◆ **What is needed**
The lines to copy are those holding the string "rough" in the entries below.

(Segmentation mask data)
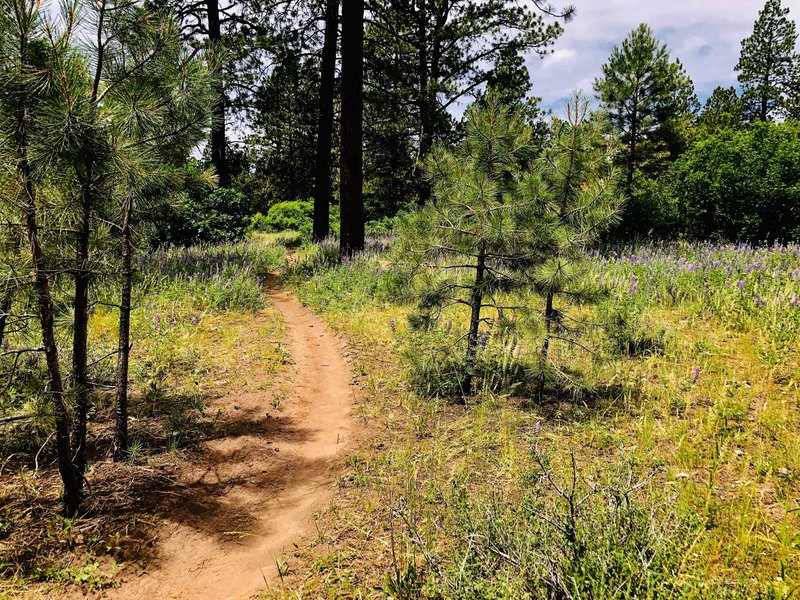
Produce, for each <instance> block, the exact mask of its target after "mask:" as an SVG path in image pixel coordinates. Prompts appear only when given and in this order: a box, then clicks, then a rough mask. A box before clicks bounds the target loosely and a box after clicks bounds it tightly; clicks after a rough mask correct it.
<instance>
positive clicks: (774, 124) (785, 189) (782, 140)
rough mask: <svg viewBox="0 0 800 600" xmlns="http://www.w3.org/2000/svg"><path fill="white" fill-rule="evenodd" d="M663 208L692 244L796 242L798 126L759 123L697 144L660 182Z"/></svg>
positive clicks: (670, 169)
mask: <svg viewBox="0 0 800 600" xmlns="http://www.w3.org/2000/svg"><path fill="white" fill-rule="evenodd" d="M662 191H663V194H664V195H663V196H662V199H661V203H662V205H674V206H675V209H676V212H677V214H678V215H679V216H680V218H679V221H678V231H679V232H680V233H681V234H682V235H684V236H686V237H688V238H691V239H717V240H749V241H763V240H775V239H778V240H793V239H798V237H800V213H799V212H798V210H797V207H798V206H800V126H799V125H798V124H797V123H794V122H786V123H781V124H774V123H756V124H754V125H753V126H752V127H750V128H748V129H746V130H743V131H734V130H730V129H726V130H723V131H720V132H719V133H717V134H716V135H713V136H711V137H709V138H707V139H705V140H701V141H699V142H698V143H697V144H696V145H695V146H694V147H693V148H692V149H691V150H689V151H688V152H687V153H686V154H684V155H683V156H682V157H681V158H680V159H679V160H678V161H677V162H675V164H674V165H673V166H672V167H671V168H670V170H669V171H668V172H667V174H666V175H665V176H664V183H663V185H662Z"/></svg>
* * *
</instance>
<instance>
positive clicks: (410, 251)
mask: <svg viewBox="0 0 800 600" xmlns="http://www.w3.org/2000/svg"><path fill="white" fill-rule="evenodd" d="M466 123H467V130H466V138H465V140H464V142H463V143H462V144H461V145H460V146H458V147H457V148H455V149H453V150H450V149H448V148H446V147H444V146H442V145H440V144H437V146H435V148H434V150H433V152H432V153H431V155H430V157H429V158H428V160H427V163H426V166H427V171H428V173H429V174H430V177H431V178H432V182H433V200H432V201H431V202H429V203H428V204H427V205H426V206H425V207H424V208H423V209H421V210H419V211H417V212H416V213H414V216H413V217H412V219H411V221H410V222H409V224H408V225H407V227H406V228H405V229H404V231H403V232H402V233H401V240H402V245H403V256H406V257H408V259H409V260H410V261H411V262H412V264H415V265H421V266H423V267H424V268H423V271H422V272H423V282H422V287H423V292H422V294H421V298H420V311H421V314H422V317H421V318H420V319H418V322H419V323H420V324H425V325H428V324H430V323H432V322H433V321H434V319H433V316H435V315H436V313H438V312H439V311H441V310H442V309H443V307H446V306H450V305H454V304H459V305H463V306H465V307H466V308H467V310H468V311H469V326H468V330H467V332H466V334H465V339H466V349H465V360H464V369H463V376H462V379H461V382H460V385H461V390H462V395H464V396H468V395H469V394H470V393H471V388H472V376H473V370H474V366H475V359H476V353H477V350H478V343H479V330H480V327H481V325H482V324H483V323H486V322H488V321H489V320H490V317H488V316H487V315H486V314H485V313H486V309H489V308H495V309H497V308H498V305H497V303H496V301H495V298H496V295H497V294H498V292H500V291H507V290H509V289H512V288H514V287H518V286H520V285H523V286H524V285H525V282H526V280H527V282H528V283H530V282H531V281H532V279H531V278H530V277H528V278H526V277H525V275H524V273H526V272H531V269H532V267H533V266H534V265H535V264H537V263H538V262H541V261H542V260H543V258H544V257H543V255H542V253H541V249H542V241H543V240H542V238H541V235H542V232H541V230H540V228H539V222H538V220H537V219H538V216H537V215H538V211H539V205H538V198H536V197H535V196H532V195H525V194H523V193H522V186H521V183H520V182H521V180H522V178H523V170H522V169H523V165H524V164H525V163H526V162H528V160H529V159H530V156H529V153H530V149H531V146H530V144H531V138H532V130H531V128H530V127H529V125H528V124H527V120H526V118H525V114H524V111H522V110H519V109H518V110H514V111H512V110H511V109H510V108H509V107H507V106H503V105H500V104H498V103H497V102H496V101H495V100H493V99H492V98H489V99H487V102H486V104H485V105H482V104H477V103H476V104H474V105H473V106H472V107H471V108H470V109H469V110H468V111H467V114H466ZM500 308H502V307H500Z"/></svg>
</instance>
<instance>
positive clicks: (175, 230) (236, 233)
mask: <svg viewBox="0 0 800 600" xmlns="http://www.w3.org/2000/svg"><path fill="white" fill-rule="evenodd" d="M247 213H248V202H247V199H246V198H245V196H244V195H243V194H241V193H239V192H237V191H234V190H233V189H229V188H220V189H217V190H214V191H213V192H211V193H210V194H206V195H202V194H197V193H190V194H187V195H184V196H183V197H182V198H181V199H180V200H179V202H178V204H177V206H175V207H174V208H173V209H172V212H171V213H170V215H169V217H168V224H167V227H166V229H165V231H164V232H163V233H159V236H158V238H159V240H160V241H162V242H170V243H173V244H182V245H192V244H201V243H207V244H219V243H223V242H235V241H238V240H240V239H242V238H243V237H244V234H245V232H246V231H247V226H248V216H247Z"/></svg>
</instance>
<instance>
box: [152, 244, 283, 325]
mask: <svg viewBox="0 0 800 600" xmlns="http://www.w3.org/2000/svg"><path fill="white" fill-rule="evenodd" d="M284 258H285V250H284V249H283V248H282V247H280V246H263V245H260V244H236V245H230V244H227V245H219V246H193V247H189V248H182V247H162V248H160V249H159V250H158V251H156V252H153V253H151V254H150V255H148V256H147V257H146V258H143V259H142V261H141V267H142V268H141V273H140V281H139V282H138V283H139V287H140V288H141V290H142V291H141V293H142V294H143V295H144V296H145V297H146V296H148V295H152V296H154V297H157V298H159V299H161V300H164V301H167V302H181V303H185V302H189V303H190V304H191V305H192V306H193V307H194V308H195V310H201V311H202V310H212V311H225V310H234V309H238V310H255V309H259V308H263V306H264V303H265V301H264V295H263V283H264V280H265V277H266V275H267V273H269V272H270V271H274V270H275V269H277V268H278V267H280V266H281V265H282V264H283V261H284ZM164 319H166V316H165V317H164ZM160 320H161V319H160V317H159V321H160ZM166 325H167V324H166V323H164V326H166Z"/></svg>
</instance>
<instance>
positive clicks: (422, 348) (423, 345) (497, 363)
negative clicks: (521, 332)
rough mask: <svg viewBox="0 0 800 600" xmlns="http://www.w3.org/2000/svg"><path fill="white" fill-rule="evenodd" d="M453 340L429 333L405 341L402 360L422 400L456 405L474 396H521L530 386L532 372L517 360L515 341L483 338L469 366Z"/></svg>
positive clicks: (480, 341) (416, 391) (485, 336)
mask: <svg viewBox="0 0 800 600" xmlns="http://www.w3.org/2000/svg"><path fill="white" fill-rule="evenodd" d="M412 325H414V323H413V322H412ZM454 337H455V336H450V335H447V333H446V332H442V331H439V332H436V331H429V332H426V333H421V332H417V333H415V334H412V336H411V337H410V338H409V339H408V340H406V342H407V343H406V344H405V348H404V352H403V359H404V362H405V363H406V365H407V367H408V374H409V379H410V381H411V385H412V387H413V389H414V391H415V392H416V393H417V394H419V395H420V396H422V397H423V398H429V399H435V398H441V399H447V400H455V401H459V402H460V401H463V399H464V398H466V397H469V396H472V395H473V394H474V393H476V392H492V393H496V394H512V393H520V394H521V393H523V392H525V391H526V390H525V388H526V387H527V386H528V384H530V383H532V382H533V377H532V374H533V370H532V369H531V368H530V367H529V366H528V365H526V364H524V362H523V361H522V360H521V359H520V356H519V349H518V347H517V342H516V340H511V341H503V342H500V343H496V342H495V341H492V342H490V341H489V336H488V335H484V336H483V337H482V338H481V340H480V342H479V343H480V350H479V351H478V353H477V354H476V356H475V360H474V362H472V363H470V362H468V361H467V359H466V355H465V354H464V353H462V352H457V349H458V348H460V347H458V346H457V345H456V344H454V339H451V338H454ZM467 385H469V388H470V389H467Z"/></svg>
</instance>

◆ **Task response**
Produce, for each <instance> block, the exact mask of its target after "mask:" as an SVG path in image pixel coordinates. Prompts appear only when given and in this order: a box, then clicks, then a rough mask. A box before clicks bounds the target loosely and a box after clicks bounds it tightly; clicks after a rough mask correct it.
rough mask: <svg viewBox="0 0 800 600" xmlns="http://www.w3.org/2000/svg"><path fill="white" fill-rule="evenodd" d="M663 208L692 244L796 242L798 126L759 123L697 144L660 182Z"/></svg>
rough mask: <svg viewBox="0 0 800 600" xmlns="http://www.w3.org/2000/svg"><path fill="white" fill-rule="evenodd" d="M453 340L429 333L405 341L402 360L422 400L456 405L474 396H521L530 386L532 372L517 360L515 341L483 338L469 366Z"/></svg>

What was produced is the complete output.